**Selected excerpt:**
— Begin —

Anchored in the same fundamental assertions of pride, unity, and civic virtue, the visual rebuttal reflects immigrants' attempts to establish cultural citizenship. Sparked by a sense of exclusion and fear of being scapegoated by anti-immigration forces, pro-immigration rallies are expressive spaces that enable protestors to showcase their cultural citizenship. Such participatory actions are important at a time when many feel left out of the democratic process. Immigrants and their supporters seek not to subvert the system by opposing it but, rather, to practice the democratic principles of expression that are celebrated and protected in the United States. This view of cultural citizenship both opposes anti-immigration advocates' strictly legal definition of citizenship and complements other U.S. American definitions, such as the melting pot and salad bowl metaphors. For many pro-immigrant advocates, the claim to cultural citizenship refutes opposing claims about their legal status while buttressing historical arguments that the United States is a nation of immigrants. Audiences on both sides of the immigration debate apparently have difficulty accepting that simultaneous allegiance to U.S. American and other national or cultural identities is possible.

— End —

**Directions:** According to the passage on pro-immigration rallies, what sparks these rallies?

**Records:**
— Begin —

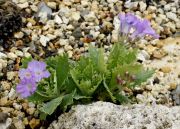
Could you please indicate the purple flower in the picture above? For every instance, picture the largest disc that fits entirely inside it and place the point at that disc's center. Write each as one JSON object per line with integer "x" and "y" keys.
{"x": 39, "y": 70}
{"x": 142, "y": 29}
{"x": 26, "y": 87}
{"x": 128, "y": 21}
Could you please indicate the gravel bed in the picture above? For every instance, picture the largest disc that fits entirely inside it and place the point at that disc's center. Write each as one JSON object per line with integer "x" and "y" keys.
{"x": 70, "y": 27}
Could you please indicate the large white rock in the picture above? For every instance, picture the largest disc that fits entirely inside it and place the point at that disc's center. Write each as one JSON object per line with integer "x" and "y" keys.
{"x": 105, "y": 115}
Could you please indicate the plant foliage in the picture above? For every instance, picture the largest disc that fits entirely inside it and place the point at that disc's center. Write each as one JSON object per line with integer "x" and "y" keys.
{"x": 89, "y": 79}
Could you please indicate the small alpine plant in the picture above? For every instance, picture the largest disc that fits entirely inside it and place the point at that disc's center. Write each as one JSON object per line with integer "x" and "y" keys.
{"x": 58, "y": 82}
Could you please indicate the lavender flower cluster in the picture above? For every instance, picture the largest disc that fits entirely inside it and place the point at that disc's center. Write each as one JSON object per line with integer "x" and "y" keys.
{"x": 140, "y": 27}
{"x": 30, "y": 76}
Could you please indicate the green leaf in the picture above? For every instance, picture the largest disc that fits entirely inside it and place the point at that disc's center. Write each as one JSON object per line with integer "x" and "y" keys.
{"x": 67, "y": 100}
{"x": 88, "y": 71}
{"x": 50, "y": 107}
{"x": 25, "y": 61}
{"x": 121, "y": 98}
{"x": 108, "y": 90}
{"x": 143, "y": 75}
{"x": 61, "y": 65}
{"x": 97, "y": 57}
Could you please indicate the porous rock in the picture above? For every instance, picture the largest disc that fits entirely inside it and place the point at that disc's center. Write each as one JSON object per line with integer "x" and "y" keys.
{"x": 105, "y": 115}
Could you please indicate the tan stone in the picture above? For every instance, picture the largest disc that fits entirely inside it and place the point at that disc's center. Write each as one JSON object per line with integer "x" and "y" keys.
{"x": 159, "y": 54}
{"x": 173, "y": 86}
{"x": 166, "y": 69}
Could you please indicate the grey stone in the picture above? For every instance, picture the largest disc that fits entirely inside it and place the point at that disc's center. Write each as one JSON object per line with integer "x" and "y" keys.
{"x": 105, "y": 115}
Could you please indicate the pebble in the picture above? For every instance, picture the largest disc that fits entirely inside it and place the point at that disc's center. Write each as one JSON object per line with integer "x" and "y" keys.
{"x": 12, "y": 94}
{"x": 19, "y": 35}
{"x": 166, "y": 69}
{"x": 90, "y": 17}
{"x": 4, "y": 101}
{"x": 75, "y": 16}
{"x": 158, "y": 54}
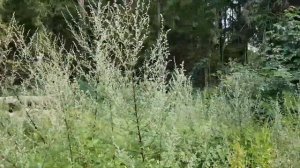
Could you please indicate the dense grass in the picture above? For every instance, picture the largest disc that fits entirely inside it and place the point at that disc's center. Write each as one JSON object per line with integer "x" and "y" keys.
{"x": 111, "y": 117}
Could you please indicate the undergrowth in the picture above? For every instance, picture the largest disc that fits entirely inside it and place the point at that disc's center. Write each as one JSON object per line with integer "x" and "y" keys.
{"x": 94, "y": 109}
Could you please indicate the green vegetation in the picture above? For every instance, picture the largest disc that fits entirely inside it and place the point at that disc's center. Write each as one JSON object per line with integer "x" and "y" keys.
{"x": 105, "y": 92}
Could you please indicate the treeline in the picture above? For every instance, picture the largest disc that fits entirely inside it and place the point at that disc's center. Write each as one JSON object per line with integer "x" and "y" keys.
{"x": 205, "y": 35}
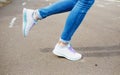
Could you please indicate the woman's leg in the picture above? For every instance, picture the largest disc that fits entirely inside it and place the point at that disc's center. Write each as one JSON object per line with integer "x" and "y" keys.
{"x": 57, "y": 7}
{"x": 75, "y": 18}
{"x": 63, "y": 47}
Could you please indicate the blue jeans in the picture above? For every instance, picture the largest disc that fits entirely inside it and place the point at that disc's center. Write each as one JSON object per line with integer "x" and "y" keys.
{"x": 78, "y": 10}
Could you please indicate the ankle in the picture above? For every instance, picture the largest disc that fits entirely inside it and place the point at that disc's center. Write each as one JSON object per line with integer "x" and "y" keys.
{"x": 62, "y": 43}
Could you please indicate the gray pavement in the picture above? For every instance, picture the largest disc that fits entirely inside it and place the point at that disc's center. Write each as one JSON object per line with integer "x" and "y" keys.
{"x": 98, "y": 39}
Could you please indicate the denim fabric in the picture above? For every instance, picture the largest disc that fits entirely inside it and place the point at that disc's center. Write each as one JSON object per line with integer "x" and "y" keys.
{"x": 78, "y": 10}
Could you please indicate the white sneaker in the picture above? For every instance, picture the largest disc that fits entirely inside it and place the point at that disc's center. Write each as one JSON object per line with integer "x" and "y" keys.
{"x": 67, "y": 52}
{"x": 28, "y": 21}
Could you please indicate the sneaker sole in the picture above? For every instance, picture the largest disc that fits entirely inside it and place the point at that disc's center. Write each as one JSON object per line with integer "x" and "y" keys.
{"x": 24, "y": 21}
{"x": 62, "y": 55}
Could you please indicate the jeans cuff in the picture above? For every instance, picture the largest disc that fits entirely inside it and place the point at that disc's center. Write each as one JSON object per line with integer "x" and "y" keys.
{"x": 64, "y": 41}
{"x": 39, "y": 15}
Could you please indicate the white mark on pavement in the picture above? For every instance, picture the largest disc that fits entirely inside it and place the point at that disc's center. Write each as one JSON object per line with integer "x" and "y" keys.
{"x": 12, "y": 22}
{"x": 47, "y": 0}
{"x": 24, "y": 3}
{"x": 100, "y": 5}
{"x": 113, "y": 0}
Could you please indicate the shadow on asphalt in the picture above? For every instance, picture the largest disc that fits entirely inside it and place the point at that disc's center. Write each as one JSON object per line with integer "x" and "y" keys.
{"x": 102, "y": 51}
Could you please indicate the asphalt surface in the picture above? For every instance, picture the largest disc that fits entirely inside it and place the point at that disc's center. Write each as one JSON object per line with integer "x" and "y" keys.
{"x": 98, "y": 39}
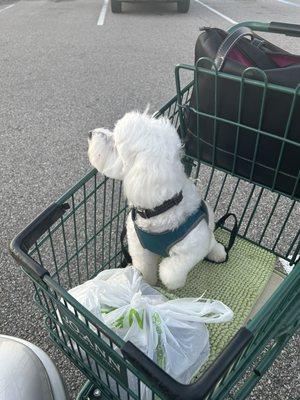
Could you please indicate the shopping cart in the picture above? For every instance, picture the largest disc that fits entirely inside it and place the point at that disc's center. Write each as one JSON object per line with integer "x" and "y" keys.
{"x": 79, "y": 235}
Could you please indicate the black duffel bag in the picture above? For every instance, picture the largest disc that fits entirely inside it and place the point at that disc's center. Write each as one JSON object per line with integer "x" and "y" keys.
{"x": 248, "y": 150}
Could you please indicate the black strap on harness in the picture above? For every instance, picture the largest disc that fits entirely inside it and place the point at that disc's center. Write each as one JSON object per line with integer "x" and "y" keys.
{"x": 126, "y": 256}
{"x": 233, "y": 233}
{"x": 219, "y": 224}
{"x": 165, "y": 206}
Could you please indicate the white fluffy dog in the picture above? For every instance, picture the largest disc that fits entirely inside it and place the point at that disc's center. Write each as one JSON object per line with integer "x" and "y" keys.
{"x": 145, "y": 153}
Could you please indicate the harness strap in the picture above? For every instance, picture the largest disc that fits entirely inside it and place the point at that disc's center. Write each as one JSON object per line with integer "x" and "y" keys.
{"x": 165, "y": 206}
{"x": 127, "y": 257}
{"x": 233, "y": 233}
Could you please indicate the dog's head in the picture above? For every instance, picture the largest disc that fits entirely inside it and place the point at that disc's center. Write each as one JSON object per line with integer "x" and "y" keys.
{"x": 142, "y": 151}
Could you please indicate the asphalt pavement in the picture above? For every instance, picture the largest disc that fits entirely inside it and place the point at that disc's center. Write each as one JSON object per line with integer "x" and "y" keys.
{"x": 68, "y": 66}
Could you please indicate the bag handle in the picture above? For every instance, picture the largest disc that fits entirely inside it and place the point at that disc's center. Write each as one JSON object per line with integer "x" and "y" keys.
{"x": 229, "y": 43}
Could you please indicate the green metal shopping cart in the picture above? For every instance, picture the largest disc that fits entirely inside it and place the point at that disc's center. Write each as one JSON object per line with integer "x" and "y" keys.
{"x": 78, "y": 236}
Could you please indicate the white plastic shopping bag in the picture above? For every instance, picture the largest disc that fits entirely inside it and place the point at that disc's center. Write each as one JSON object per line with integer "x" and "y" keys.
{"x": 171, "y": 332}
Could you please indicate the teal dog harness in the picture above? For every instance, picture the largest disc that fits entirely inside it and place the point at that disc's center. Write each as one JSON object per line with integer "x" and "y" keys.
{"x": 161, "y": 243}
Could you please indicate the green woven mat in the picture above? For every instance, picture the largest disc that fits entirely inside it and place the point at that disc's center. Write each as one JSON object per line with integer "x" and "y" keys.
{"x": 238, "y": 283}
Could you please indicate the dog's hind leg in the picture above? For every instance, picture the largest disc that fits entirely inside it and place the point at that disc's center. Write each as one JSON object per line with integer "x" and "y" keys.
{"x": 217, "y": 253}
{"x": 174, "y": 269}
{"x": 143, "y": 260}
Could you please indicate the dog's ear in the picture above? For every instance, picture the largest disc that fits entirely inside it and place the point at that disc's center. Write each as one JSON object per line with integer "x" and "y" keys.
{"x": 103, "y": 154}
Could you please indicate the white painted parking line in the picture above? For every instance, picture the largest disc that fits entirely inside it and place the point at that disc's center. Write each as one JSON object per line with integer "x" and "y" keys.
{"x": 232, "y": 21}
{"x": 290, "y": 3}
{"x": 5, "y": 8}
{"x": 103, "y": 13}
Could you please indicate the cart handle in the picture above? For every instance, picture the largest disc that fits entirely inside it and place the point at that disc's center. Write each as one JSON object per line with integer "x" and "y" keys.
{"x": 169, "y": 388}
{"x": 20, "y": 245}
{"x": 271, "y": 27}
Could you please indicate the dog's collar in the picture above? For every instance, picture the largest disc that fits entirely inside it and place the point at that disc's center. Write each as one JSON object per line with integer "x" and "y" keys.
{"x": 165, "y": 206}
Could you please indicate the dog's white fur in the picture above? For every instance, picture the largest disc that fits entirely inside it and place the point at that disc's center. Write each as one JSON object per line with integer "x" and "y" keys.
{"x": 145, "y": 153}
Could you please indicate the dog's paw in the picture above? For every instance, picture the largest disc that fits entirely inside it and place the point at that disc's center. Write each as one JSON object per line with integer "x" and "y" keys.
{"x": 170, "y": 278}
{"x": 218, "y": 254}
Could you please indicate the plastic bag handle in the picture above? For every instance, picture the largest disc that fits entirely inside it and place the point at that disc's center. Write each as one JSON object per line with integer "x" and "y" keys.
{"x": 168, "y": 388}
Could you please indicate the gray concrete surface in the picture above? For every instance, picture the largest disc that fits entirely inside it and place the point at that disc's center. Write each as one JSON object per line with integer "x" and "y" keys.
{"x": 60, "y": 76}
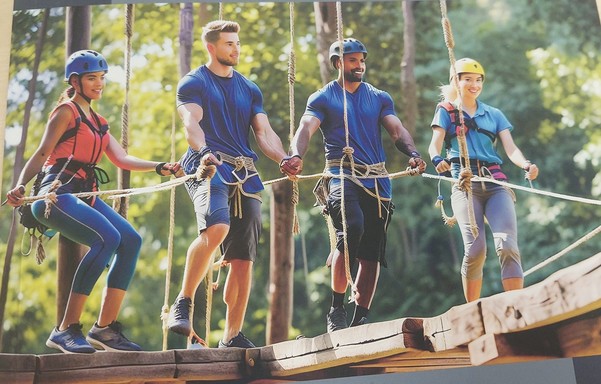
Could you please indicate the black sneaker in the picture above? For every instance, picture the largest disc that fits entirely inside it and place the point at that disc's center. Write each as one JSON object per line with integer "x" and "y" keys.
{"x": 240, "y": 341}
{"x": 111, "y": 338}
{"x": 179, "y": 316}
{"x": 336, "y": 319}
{"x": 71, "y": 340}
{"x": 362, "y": 321}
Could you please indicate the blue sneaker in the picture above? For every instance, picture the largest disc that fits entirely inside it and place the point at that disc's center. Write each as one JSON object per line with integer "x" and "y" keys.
{"x": 240, "y": 341}
{"x": 110, "y": 338}
{"x": 70, "y": 340}
{"x": 179, "y": 316}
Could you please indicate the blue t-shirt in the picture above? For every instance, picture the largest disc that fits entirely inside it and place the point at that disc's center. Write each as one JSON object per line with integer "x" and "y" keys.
{"x": 229, "y": 104}
{"x": 366, "y": 108}
{"x": 480, "y": 145}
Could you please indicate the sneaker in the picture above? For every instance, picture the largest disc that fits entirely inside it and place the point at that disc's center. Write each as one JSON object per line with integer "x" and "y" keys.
{"x": 70, "y": 340}
{"x": 110, "y": 338}
{"x": 362, "y": 321}
{"x": 240, "y": 341}
{"x": 179, "y": 316}
{"x": 336, "y": 319}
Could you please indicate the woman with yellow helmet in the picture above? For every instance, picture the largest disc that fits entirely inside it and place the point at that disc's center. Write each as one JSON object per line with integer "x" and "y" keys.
{"x": 483, "y": 125}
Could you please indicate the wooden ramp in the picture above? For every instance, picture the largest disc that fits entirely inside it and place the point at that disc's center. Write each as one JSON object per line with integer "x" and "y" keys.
{"x": 557, "y": 318}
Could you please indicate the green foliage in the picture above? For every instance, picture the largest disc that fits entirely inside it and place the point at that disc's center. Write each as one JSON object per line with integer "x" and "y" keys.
{"x": 542, "y": 67}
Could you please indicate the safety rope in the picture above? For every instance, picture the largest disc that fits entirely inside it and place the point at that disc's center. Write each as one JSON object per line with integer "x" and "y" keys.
{"x": 465, "y": 175}
{"x": 347, "y": 152}
{"x": 291, "y": 81}
{"x": 165, "y": 309}
{"x": 121, "y": 205}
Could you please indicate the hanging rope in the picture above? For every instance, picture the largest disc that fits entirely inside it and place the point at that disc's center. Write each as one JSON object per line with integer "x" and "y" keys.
{"x": 465, "y": 175}
{"x": 123, "y": 178}
{"x": 291, "y": 81}
{"x": 165, "y": 309}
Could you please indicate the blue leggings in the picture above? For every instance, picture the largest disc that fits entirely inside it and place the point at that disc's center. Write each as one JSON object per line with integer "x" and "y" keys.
{"x": 103, "y": 230}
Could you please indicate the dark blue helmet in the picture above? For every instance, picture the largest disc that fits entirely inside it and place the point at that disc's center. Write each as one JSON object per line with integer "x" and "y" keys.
{"x": 85, "y": 61}
{"x": 350, "y": 46}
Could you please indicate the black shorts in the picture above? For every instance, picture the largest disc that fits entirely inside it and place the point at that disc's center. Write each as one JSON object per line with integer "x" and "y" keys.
{"x": 243, "y": 237}
{"x": 366, "y": 230}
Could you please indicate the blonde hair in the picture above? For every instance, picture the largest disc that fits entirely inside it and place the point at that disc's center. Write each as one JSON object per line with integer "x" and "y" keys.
{"x": 211, "y": 31}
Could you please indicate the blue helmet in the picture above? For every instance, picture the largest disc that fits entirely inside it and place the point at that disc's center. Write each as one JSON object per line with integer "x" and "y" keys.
{"x": 85, "y": 61}
{"x": 350, "y": 46}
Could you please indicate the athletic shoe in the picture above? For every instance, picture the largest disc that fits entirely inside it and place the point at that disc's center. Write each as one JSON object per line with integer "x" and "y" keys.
{"x": 179, "y": 316}
{"x": 240, "y": 341}
{"x": 71, "y": 340}
{"x": 110, "y": 338}
{"x": 360, "y": 322}
{"x": 336, "y": 319}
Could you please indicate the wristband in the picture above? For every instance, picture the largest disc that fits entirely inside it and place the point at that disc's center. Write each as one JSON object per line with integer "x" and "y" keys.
{"x": 158, "y": 168}
{"x": 286, "y": 158}
{"x": 204, "y": 150}
{"x": 437, "y": 160}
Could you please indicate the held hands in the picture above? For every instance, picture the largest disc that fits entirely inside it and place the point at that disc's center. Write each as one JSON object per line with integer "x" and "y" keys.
{"x": 168, "y": 169}
{"x": 15, "y": 196}
{"x": 530, "y": 171}
{"x": 291, "y": 166}
{"x": 416, "y": 162}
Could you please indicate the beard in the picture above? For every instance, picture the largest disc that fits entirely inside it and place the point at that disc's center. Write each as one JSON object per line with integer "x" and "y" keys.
{"x": 228, "y": 61}
{"x": 352, "y": 77}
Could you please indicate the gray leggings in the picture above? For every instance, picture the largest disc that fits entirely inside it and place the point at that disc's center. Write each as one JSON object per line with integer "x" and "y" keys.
{"x": 496, "y": 204}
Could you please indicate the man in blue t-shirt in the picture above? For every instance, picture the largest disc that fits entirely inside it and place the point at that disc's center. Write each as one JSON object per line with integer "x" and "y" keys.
{"x": 367, "y": 189}
{"x": 219, "y": 107}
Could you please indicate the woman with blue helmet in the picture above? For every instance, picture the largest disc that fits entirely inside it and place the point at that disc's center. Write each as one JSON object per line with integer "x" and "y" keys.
{"x": 75, "y": 139}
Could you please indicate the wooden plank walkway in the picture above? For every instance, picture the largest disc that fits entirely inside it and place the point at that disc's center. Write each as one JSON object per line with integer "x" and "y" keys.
{"x": 557, "y": 318}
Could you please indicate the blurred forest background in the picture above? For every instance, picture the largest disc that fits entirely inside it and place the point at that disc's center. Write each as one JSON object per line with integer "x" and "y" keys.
{"x": 543, "y": 69}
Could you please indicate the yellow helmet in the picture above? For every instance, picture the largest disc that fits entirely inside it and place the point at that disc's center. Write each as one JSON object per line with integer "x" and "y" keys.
{"x": 467, "y": 65}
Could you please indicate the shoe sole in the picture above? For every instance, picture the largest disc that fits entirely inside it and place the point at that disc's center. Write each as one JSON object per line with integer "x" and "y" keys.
{"x": 52, "y": 344}
{"x": 100, "y": 346}
{"x": 180, "y": 329}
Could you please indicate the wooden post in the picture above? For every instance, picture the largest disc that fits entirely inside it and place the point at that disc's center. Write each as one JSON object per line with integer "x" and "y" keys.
{"x": 281, "y": 263}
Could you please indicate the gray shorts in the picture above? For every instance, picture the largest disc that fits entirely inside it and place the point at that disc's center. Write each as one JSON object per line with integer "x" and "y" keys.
{"x": 243, "y": 237}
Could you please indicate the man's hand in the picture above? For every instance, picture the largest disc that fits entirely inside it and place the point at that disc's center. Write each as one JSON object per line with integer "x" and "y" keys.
{"x": 416, "y": 162}
{"x": 291, "y": 166}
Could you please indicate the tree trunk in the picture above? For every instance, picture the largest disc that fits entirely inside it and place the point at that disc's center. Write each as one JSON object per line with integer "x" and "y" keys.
{"x": 19, "y": 162}
{"x": 281, "y": 263}
{"x": 77, "y": 35}
{"x": 408, "y": 83}
{"x": 186, "y": 37}
{"x": 325, "y": 24}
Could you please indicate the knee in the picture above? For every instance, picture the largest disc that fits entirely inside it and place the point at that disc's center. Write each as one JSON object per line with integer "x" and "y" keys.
{"x": 509, "y": 256}
{"x": 473, "y": 260}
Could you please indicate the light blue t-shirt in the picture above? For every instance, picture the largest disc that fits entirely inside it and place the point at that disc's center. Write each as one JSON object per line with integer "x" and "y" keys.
{"x": 480, "y": 145}
{"x": 366, "y": 108}
{"x": 229, "y": 104}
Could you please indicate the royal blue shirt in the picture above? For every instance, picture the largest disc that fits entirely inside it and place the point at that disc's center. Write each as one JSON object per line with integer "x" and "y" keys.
{"x": 229, "y": 104}
{"x": 366, "y": 108}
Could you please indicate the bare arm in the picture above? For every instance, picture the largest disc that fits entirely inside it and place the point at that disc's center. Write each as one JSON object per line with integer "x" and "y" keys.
{"x": 269, "y": 142}
{"x": 435, "y": 148}
{"x": 56, "y": 127}
{"x": 403, "y": 141}
{"x": 307, "y": 127}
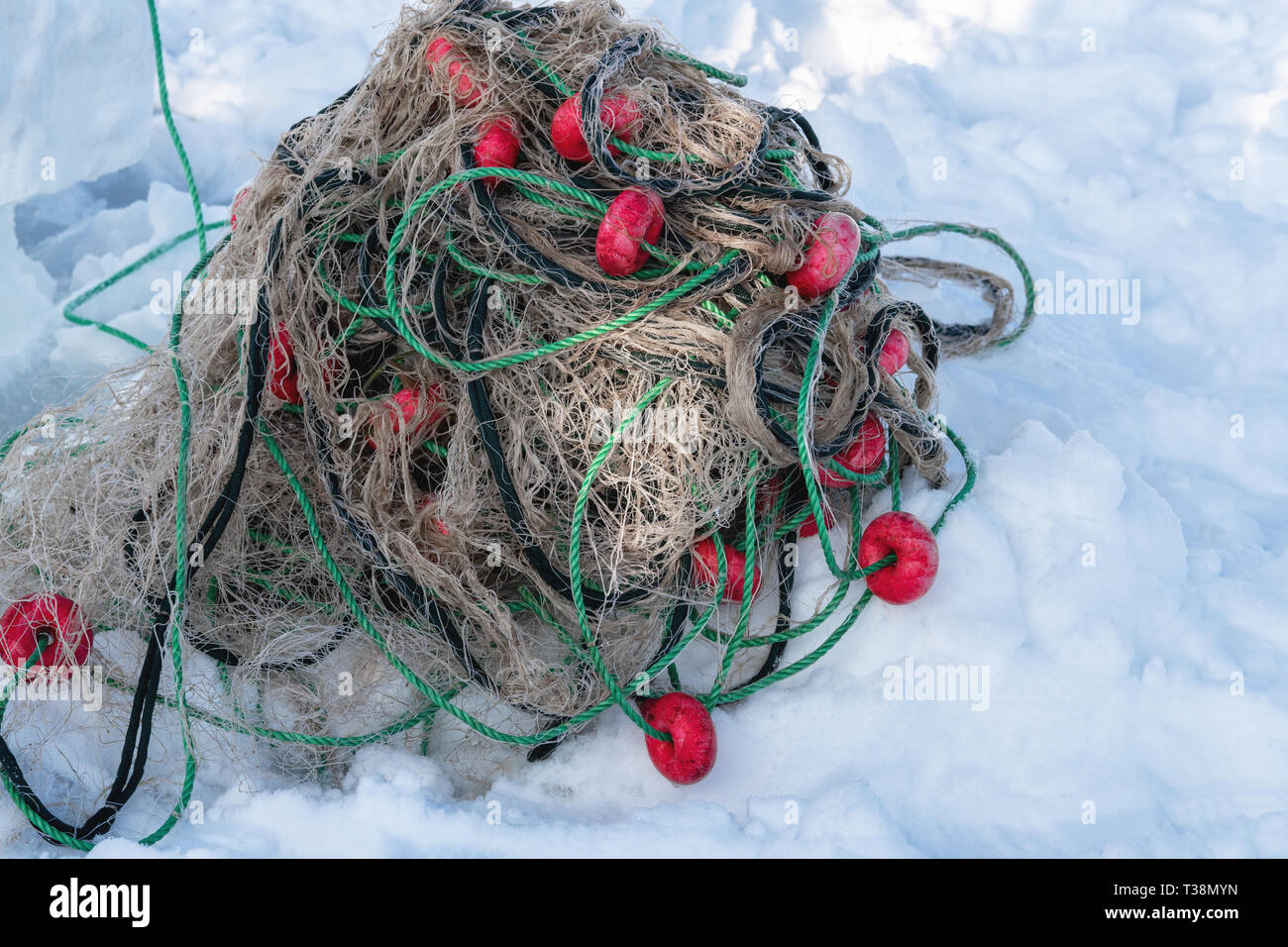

— End —

**Task answer:** A sense of exclusion and fear of being scapegoated by anti-immigration forces.